## begin
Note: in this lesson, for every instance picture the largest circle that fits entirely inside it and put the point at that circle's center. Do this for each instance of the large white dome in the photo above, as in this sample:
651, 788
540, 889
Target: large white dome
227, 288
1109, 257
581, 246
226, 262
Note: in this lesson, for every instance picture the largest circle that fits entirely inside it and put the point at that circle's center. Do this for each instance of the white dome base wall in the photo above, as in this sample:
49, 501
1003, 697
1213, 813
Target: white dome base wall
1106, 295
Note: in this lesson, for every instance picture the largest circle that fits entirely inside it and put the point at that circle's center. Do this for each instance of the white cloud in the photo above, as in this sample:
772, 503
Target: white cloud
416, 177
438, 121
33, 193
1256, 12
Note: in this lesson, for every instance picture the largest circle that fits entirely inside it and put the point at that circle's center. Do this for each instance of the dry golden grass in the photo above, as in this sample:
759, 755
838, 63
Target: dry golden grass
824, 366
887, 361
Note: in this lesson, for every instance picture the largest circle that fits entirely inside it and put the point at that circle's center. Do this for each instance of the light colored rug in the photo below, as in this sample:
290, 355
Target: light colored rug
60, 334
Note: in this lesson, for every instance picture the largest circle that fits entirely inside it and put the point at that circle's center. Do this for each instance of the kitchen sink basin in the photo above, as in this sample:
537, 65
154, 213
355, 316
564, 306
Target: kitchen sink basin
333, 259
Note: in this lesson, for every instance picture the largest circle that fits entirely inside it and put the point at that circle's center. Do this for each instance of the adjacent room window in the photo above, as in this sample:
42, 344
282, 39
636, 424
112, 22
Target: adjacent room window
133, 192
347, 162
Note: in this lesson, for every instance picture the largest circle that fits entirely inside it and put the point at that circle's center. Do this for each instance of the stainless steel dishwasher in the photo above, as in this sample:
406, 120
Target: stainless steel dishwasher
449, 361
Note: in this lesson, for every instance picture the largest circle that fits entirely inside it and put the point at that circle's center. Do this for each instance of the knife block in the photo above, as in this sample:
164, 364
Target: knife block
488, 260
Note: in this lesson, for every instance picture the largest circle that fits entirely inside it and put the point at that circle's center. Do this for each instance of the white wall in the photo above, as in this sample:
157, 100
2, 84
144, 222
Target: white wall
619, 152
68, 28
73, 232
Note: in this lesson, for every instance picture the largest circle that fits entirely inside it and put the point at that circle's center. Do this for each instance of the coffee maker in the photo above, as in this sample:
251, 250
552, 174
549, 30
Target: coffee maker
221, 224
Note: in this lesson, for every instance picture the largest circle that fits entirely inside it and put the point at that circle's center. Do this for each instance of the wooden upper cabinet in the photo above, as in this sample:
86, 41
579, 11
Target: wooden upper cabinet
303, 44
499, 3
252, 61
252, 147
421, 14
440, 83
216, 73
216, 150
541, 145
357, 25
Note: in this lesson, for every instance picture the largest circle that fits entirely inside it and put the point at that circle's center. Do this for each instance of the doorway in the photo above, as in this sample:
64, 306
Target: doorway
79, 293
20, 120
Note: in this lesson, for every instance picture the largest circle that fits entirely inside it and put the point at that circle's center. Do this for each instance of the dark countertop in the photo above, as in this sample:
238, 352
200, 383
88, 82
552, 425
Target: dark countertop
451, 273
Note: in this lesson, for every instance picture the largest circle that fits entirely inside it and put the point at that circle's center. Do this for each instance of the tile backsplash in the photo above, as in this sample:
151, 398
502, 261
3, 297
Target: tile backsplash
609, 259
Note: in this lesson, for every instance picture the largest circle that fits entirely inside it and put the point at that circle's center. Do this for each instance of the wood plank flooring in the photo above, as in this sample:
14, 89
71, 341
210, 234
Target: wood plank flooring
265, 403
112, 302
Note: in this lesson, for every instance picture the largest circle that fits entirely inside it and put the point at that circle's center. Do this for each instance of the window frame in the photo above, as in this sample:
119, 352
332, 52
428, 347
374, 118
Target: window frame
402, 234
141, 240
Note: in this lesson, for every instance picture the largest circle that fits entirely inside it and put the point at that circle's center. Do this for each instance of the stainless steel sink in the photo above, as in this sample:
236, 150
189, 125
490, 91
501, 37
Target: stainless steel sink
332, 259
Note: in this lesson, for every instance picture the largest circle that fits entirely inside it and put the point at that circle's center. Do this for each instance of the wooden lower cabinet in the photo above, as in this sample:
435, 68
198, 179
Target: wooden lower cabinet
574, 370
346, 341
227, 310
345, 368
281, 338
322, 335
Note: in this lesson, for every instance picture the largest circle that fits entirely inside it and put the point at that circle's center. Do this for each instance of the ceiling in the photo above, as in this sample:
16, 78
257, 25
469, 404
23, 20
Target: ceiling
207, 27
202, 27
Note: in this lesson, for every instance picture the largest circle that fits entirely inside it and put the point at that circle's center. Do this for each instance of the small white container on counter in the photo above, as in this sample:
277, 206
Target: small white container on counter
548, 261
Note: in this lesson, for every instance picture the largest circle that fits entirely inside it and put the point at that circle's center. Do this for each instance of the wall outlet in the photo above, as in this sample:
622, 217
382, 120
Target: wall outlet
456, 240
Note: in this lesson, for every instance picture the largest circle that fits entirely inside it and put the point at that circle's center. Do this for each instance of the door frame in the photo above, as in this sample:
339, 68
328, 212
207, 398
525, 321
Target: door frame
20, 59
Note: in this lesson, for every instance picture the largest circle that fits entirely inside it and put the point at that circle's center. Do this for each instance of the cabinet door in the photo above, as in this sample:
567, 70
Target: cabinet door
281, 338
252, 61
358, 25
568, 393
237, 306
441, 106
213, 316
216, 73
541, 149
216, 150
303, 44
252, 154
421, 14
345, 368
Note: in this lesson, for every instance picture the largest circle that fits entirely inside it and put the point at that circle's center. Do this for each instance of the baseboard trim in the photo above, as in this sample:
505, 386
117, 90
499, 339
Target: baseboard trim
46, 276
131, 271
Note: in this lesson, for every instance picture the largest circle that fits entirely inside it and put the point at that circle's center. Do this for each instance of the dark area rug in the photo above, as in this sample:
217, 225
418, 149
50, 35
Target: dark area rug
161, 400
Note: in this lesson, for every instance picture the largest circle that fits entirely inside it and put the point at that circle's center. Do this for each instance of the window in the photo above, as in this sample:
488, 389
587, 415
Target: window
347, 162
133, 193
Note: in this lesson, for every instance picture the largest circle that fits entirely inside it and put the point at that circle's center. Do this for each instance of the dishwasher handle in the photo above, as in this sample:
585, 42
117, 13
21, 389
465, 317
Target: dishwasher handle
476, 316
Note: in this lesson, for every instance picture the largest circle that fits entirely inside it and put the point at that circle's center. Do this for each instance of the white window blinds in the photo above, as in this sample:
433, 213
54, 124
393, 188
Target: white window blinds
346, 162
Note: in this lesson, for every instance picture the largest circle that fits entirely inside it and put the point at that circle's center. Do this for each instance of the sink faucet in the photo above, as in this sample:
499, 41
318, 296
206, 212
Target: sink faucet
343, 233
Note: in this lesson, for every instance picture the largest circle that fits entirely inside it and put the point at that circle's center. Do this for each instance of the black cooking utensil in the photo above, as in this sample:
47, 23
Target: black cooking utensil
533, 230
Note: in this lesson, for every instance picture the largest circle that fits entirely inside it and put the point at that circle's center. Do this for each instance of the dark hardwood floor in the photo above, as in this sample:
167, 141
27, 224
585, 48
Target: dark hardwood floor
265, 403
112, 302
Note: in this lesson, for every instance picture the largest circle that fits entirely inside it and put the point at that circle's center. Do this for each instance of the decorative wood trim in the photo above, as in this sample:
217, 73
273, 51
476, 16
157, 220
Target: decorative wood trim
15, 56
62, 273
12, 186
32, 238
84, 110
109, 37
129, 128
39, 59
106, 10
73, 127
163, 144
## end
_AIM OF THE EXERCISE_. Copy all the entries above, replacing "lesson" with "exercise" every time it appears and keeping everything else the same.

_FINAL RESULT_.
Note: in this exercise, for every instance picture the largest circle that fits entirely inside it and put the point at that circle's center. Do this for each instance of the large white dome in the photo above, as in this sample:
651, 788
540, 889
Target: large white dome
227, 288
1109, 257
581, 246
226, 262
Note: in this exercise, for every instance picture the largest circle that fits entirely inside it and put the point at that circle's center. Do this for each instance of the white dome base wall in the photo above, as in this sample:
49, 501
1003, 697
1213, 813
Target: white dome base wall
1106, 295
Note: in this exercise, for every instance picture the largest circle that fits entirely inside it and put the point at that circle's center. Do this for each instance of the white cloud in the photo above, as in this sample:
772, 503
Target: white cloud
416, 177
438, 121
33, 193
1256, 12
Note: in this exercise, for every instance picture the largest circle that fits entirely inside it and put the point at that circle's center. Do this for each instance of the dry golden grass in the photo above, as in this sample:
759, 755
838, 63
Target: dry golden grass
824, 366
887, 361
Note: in this exercise, for every instance picture the largest circle that fits entirely inside it and put the point at that circle's center. Do this for each instance of the light colored rug in the photo below, as in this sample:
290, 355
Target: light colored rug
60, 334
Note: in this exercise, for every instance picture the largest circle that fits entirely inside it and put the point at that circle's center. Do this for each instance of the kitchen sink basin in the photo above, as in this sample:
537, 65
154, 213
355, 316
564, 306
Target: kitchen sink basin
333, 259
Note: in this exercise, for every instance picture the largest circle that fits entirely inside it and put the point at that circle's center. Do this for each instance of the adjacent room window in the photo above, as in this sample:
42, 344
282, 39
636, 424
112, 22
Target: adjacent room window
133, 192
347, 162
Note: in this exercise, for every instance picture the largest circle that fits entirely inside it and put the point at that circle's center. Do this for each instance of the stainless steel dishwasher in the photo above, as in this sample:
406, 120
Target: stainless steel dishwasher
449, 361
Note: in this exercise, for every instance picture the largest circle that fits entirely inside it and put the point at that circle's center. Do this for each instance of the knife block in the photo above, as in this sample:
164, 364
Target: knife block
488, 260
Note: in this exercise, for every instance picture the largest circle that fits entirely inside it and put the point at that circle's center. Do this for each instance of the white wall in the photo above, as in this sample:
157, 100
2, 84
144, 222
Target: white wall
619, 152
68, 28
73, 232
Note: in this exercise, for every instance picture the largest circle that fits entirely inside it and put the point at that circle's center. Do this for each instance of the coffee maker in the photo above, as in this sample:
251, 250
552, 174
549, 30
Target: coffee maker
221, 224
Note: in this exercise, for every instance picture the largest circle that fits entirely inside it and put the point at that circle's center. Do this for each instance of the wooden upper cabinet in the photo above, as in this sample:
86, 41
579, 11
Target: wooden upper cabinet
303, 44
499, 3
252, 61
252, 147
421, 14
440, 83
216, 73
216, 150
541, 145
357, 25
Note: in this exercise, for every instance picture the largest circle that fits entirely inside it and put the point at that circle's center. Do this for each instance of the doorway in the photo above, as in this sample:
64, 306
Target: doorway
79, 293
20, 120
Note: in this exercise, for every instance picture the largest circle that fits entirely inside it and put the point at that circle's center. Do this for each instance of the dark countertop in the photo above, as in this sample:
238, 352
200, 383
88, 82
552, 425
Target: dark countertop
451, 273
Note: in this exercise, for every instance picture the largest circle that fits entirely inside it and put the point at that circle's center. Do this for each instance of the tile backsplash in the photo above, as in this sample:
151, 398
502, 261
3, 297
Target: tile backsplash
609, 259
Note: in this exercise, for every instance picture the largest circle that fits entirely inside it and put the point at that circle's center. Do this for each instance of the wood plank flooring in the photo above, as in this sample:
14, 89
71, 341
210, 234
Target: wood plank flooring
265, 403
112, 302
Note: in this exercise, for every instance picture the largest circle that fits entirely inside it and put the point at that circle's center. Do this for each instance of the window frame in the photo above, as in this sample:
119, 352
332, 52
428, 347
374, 118
Target: window frame
402, 234
141, 240
Note: in this exercise, for every instance picture the largest circle that fits entirely inside it and put the point at that circle's center. Do this for each instance of the stainless steel sink in the photo above, as in this sample:
236, 150
189, 125
490, 91
501, 37
Target: stainless steel sink
332, 259
Note: in this exercise, for every instance picture the largest circle that fits entirely inside it and put the point at that circle's center. Do this for each instance of the wooden lower cabinet in the photo above, as in this sample:
435, 68
198, 179
Target: wooden lower cabinet
574, 370
346, 341
227, 310
345, 368
281, 338
322, 335
Note: in this exercise, for every instance picture the largest circle that fits entirely inside it and put the point at that circle's center. Do this for each instance of the ceiling in the photo above, as in this sample:
16, 78
257, 25
469, 404
23, 20
Target: ceiling
207, 27
202, 27
Note: in this exercise, for every instance picture the largest circle that fits entirely inside it and put the point at that circle's center. Do this for each instance of the small white container on counter in the photo above, as in this sample:
277, 206
Target: small white container on counter
548, 261
Note: in this exercise, for every instance picture the largest circle that fits entirely inside it and put the point at that circle's center. Do this for each instance of the wall outlet in the photo above, as in this sample:
622, 217
382, 120
Target: wall outlet
456, 240
Note: in this exercise, for every instance picture the largest circle that fits entirely inside it and put the point at that circle's center. Do this for each instance of the door frame in the photo above, as in this sample:
339, 68
328, 212
207, 398
525, 321
Target: door frame
20, 59
Note: in this exercise, for every instance picture the largest circle that fits entirely inside it and put the point at that circle's center. Do this for each instance of the cabinet door in the photo above, as in this sample:
567, 70
Target: cabinet door
281, 338
252, 61
358, 25
568, 393
237, 306
441, 106
213, 316
216, 73
541, 149
216, 150
303, 44
252, 154
421, 14
345, 368
Note: in this exercise, for every instance picture the largest circle that fits entirely inside it and put the point at that circle's center. Do this for each instance of the baseboard trim in the photo above, as in this sample:
505, 386
117, 90
499, 339
Target: baseboard trim
46, 276
131, 271
Note: in this exercise, for every instance picture the largest circle that fits entirely inside it and put the point at that circle's center. Do this for each instance of the dark area rug in the photo above, as in this sample:
217, 225
418, 149
50, 35
Target: dark area rug
161, 400
Note: in this exercise, for every instance picture the largest circle that fits entirely inside it and put the point at that circle's center. Do this for each instance of the window in the photo above, as in this sample:
488, 389
587, 415
Target: window
347, 162
133, 193
Note: in this exercise, for every instance picture the largest circle that fits entirely inside it and put the point at that circle's center. Do this for each instance of the dishwasher handle in the photo above, as in this sample:
585, 42
117, 13
21, 389
465, 317
Target: dishwasher handle
476, 316
Note: in this exercise, for every instance picture the largest circle that fits entirely inside it and put the point at that circle's center. Do this for each instance of the white window blinds in the photo above, as in this sample:
433, 213
54, 124
393, 188
Target: white window blinds
346, 162
Note: in this exercise, for every instance picture the largest circle that fits entirely inside it and put the point at that circle's center. Do this for each instance of the sink faucet in the photo above, as in this sample:
499, 41
318, 296
206, 212
Target: sink faucet
343, 233
Note: in this exercise, for every instance picture the largest circle that fits entirely inside it and put the point at that circle's center. Do this for each instance of the black cooking utensil in the photo above, as in this sample:
47, 23
Target: black cooking utensil
533, 230
Note: in this exercise, for every instance picture the largest circle that fits entirely inside it and put the point at that circle's center. Do this for each instance of the dark hardwood floor in the photo above, as in this sample:
167, 141
27, 224
585, 48
Target: dark hardwood floor
265, 403
112, 302
Note: in this exercise, for every instance picture the largest circle that fits entirely inside it and put the point at that circle's center. Do this for each instance of the decorative wood trim in the photo above, as in this sample:
217, 73
273, 51
476, 16
157, 220
Target: decorative wood trim
15, 56
62, 273
12, 186
32, 238
84, 110
109, 37
129, 128
39, 59
106, 10
73, 127
163, 144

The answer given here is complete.